§ Text section
+++++

Excerpt from Chapter 1, “Fragile Enmities: The International Relations of the Middle Eastern State Reconsidered”

The notion that the Middle Eastern state, or the Third World state more generally, is deficient in some quality that would render its behaviour comparable to its European or North American counterpart, is a widespread one. The states of the Arab world in particular seem to switch their allegiance from ally to enemy with violent alacrity, usually in concert with attempts by their ruling regimes to placate some domestic opposition or with the collapse that results from failure so to do. The contrast with the more enduring alignments of the Euro-Atlantic states is a marked one, and easily drawn.

Yet is there a deeper substance to this contrast? Why do the states of the Middle East make such geopolitical alignments? Do they do so on the same basis as the states of the Global North, or are they distinguished by the inapplicability of theoretical explanations derived from the Northern experience? Are the rulers of Middle Eastern states – of states in the Global South – really so autonomous of, or insecure within, their societies that they freely manoeuvre between external and internal allies, seeking only to maintain their hold on power?

+++++

§ A run of records
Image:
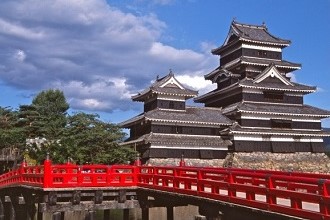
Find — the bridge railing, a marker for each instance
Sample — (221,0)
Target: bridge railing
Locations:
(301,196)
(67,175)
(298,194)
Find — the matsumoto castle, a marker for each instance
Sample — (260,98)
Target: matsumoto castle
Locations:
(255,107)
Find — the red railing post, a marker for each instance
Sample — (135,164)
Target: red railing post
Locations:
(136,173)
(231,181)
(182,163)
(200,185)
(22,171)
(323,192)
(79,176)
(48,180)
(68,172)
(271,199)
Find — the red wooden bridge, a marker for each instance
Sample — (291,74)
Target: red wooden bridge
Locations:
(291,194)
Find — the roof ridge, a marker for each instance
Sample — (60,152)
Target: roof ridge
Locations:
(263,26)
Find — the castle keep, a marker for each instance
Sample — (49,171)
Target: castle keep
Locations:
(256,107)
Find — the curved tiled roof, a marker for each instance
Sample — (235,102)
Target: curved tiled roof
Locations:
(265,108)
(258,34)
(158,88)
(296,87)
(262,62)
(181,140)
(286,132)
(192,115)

+++++

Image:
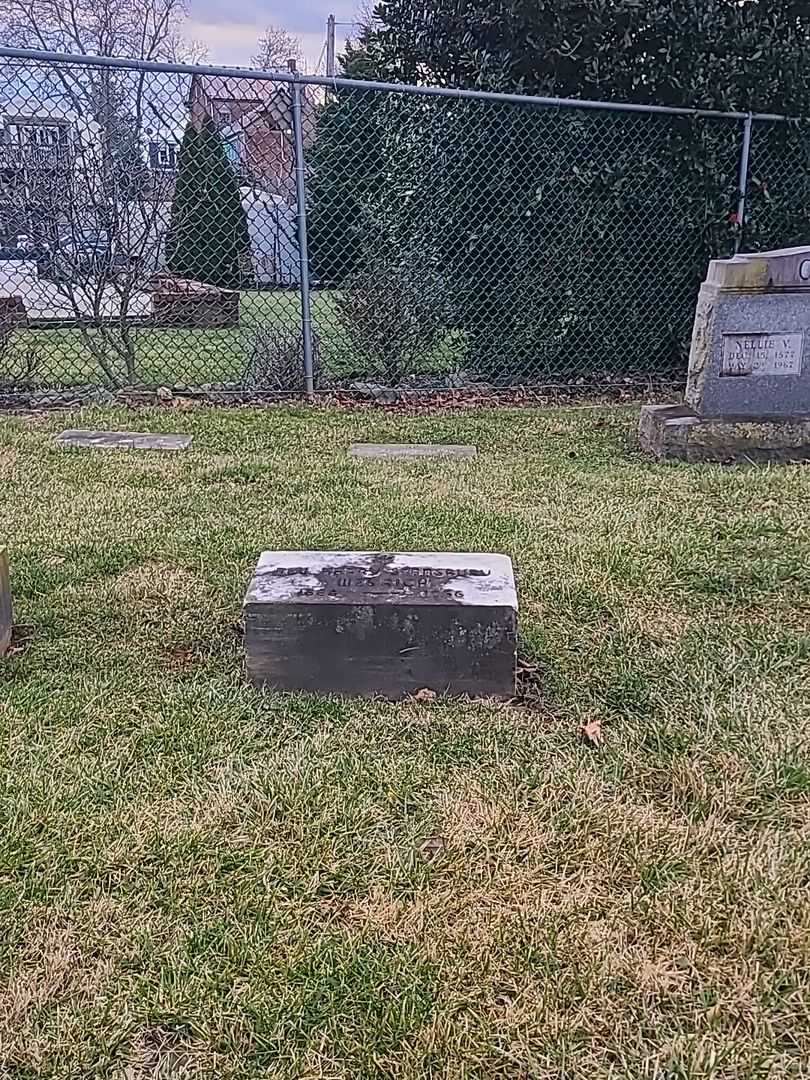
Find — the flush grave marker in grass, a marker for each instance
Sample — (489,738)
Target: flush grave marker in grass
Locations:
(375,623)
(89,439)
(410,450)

+++++

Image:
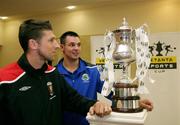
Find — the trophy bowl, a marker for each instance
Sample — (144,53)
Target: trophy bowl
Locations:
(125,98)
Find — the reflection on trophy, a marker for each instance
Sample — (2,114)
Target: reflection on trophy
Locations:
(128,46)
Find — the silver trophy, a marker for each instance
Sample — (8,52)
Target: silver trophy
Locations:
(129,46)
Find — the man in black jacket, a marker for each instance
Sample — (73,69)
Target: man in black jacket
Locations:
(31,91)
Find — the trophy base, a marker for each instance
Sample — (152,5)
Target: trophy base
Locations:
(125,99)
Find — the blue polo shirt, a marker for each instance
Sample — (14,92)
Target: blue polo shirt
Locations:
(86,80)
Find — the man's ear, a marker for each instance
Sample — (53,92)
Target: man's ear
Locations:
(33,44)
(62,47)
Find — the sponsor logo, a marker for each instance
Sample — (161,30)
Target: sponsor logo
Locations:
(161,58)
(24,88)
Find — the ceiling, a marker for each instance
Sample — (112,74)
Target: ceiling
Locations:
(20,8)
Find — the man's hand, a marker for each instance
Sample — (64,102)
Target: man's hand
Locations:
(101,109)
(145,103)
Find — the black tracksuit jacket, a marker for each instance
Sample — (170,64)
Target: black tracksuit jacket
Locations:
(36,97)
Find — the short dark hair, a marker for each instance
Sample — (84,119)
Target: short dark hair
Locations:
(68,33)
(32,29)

+++++

§ Exercise set
A. Restate the paragraph of the chapter excerpt that begins "The notion that the Middle Eastern state" as a short bulleted list of its main points.
B. Swap "allegiance" for "loyalty" in the chapter excerpt, and give the passage between "Excerpt from Chapter" and "and easily drawn.", inclusive.
Nothing in these lines is needed here.

§ Answers given
A.
- A widespread view holds that the Middle Eastern state, and the Third World state more generally, lacks some quality that would make its behavior comparable to that of European or North American states.
- Arab states in particular seem to turn rapidly from ally to enemy, usually as their ruling regimes try to placate domestic opposition or collapse after failing to do so.
- This contrasts sharply, and obviously, with the more enduring alignments of the Euro-Atlantic states.

B.
Excerpt from Chapter 1, “Fragile Enmities: The International Relations of the Middle Eastern State Reconsidered”

The notion that the Middle Eastern state, or the Third World state more generally, is deficient in some quality that would render its behaviour comparable to its European or North American counterpart, is a widespread one. The states of the Arab world in particular seem to switch their loyalty from ally to enemy with violent alacrity, usually in concert with attempts by their ruling regimes to placate some domestic opposition or with the collapse that results from failure so to do. The contrast with the more enduring alignments of the Euro-Atlantic states is a marked one, and easily drawn.